> **A few entries**
******

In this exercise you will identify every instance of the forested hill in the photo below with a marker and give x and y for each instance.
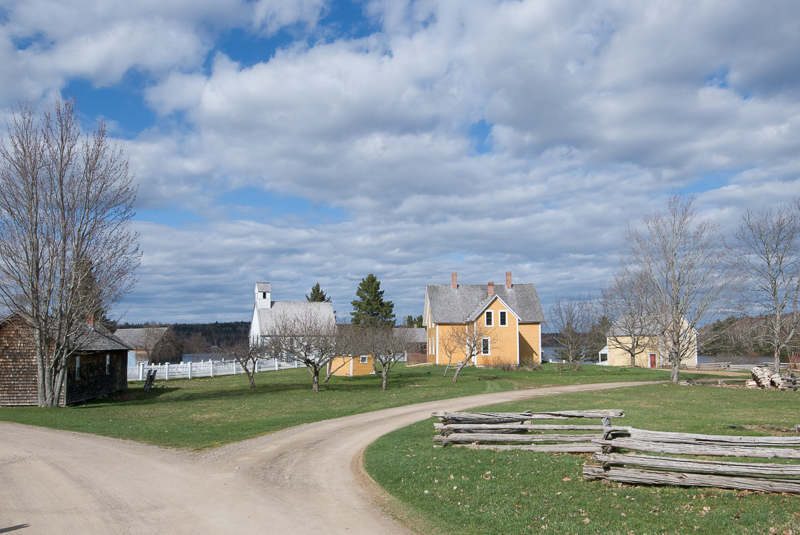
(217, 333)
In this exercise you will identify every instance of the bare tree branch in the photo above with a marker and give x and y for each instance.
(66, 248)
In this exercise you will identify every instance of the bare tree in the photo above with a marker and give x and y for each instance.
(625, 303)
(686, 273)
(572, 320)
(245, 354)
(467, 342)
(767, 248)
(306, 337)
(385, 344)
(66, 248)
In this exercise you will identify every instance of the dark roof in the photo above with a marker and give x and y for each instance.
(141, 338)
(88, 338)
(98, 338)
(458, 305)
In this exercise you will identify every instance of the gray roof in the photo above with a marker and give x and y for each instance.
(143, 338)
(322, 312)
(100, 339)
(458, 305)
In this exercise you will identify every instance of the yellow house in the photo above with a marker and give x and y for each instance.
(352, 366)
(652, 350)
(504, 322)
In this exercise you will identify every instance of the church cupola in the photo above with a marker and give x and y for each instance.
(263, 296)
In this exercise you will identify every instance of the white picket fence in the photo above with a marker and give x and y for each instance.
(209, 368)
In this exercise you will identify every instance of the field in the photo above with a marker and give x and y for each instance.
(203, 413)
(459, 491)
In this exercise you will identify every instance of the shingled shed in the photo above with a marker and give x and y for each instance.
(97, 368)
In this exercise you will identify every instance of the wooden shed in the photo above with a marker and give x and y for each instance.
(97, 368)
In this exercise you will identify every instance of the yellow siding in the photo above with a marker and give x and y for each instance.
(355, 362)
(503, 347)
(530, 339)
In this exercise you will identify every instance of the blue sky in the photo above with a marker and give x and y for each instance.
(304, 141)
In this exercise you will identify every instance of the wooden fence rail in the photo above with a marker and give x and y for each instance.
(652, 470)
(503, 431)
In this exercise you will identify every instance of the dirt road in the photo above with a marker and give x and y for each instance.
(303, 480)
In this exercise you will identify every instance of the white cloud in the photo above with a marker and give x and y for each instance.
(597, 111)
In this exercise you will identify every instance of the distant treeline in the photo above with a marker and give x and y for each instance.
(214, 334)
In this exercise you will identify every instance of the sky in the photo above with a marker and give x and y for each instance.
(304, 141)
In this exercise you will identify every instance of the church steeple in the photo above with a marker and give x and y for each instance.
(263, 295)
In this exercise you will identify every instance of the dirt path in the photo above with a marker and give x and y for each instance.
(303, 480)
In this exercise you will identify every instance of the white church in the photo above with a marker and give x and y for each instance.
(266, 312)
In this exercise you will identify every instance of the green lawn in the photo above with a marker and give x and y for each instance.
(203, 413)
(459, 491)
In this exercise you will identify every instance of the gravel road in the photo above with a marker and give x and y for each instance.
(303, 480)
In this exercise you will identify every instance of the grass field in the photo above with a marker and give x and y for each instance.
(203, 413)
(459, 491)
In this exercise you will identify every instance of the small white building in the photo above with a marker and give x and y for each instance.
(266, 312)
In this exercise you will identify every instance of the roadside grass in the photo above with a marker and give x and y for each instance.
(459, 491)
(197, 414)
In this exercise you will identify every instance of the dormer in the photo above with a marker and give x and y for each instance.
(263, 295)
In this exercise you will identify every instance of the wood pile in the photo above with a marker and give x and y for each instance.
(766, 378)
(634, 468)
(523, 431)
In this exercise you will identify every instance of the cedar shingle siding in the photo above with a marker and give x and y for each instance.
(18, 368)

******

> **Instruction**
Update all of the entries above, changing "marker" to "pin" and leaving everything else as it is. Do not include the pictures in your answer.

> **Result**
In this exercise you will identify every instance of the forested hill in the photo below with a pin and give x and y for each instance.
(217, 333)
In this exercise you will identify every instance of the bare tree branch in the photo above with a pin and give x and y for each instance.
(66, 248)
In this exercise you will identify every instance of the bare tree in the photo above with a pin and give x and y for each instance.
(625, 303)
(686, 273)
(572, 320)
(245, 354)
(467, 342)
(767, 248)
(306, 337)
(385, 344)
(66, 248)
In this exercise you will identify every instance of the dark roof in the photo above with a pin and give x and y for each instance.
(141, 338)
(88, 338)
(98, 338)
(458, 305)
In this exercise you will identify every instance of the gray roof in the photo above with a pin and give x and y for each instance.
(143, 338)
(322, 312)
(100, 339)
(458, 305)
In this exercise you will identify every instance of the yellow house in the photo above with a pin and give x and y for each instance.
(352, 366)
(652, 350)
(504, 322)
In this exercise you will identify every instance of the church cupola in the photo above with a pin and give x and y for each instance.
(263, 296)
In this exercise you will identify every instance of the white picket fence in the photo above with a pin and give x and y for each instance.
(209, 368)
In this exercise you will identify every instance of the field in the photo above with a pin and give x and y for each instance.
(203, 413)
(459, 491)
In this exercise you will identify every instance of the shingled shed in the photo above with a pin and give x and y for each instance.
(97, 368)
In this exercise you will identify every instance of the wooden shed in the photo above with a pin and give x and y for each instance.
(97, 368)
In this exercise you will identify every instance of the yellow siding in the photo above with a pin and give x and y for each instance.
(355, 362)
(503, 347)
(530, 339)
In this exercise you will identify every instance of the blue sky in the photo above with a pin and give x and y for each instance.
(304, 141)
In this exercise you will identify every instance of the wooden fence rail in the photo above with a pin and give x and y for each instance.
(652, 470)
(503, 431)
In this exercise you will identify every instance of the dirt road in the photo above with a pin and give x and y for each instance.
(303, 480)
In this exercise you will identify every instance of the white cloud in the photo above with a pin and give x and y for each instance.
(597, 111)
In this exercise you will identify every instance of the distant treeline in the photo above with a pin and give x and y for each instance.
(214, 334)
In this exercise you will identify every instance of the sky in the photo above with a pin and give x and y for each instance.
(304, 141)
In this exercise you will identify every instance of the church steeple in the photo above with a pin and give x and y for each instance.
(263, 295)
In this exercise you will identify every instance of the dirt path in the photo above with a pin and give x and y for each instance.
(303, 480)
In this exercise you will identify every instance of the white church in the photo above with a pin and give x and y for each instance.
(266, 312)
In this exercise you will identify every instance of the green lawn in the photo above with a pin and give x and y for each instance.
(203, 413)
(459, 491)
In this exercise you will identify every instance of the gravel road in the photo above with a pin and give x and y for each instance.
(303, 480)
In this exercise you will identify every instance of the grass field in the photo above with a pin and give x and y for each instance.
(203, 413)
(459, 491)
In this exercise you will identify every instance of the small white building in the photo above with a pin and give x and y for each instance.
(266, 312)
In this exercise you will identify every instance of the roadside grass in the photo above with a pin and give x and y for each instance.
(459, 491)
(197, 414)
In this exercise you will identify every instance of the dormer in the photo above with a pin and give x and y for each instance.
(263, 295)
In this exercise you will identify every instance of the wood pile in the photo above with a pin and give x and y for each instance.
(766, 378)
(634, 468)
(523, 431)
In this exercise you will identify every instance of the cedar shingle siding in the photo above with a pin and give x and y for each instance.
(18, 368)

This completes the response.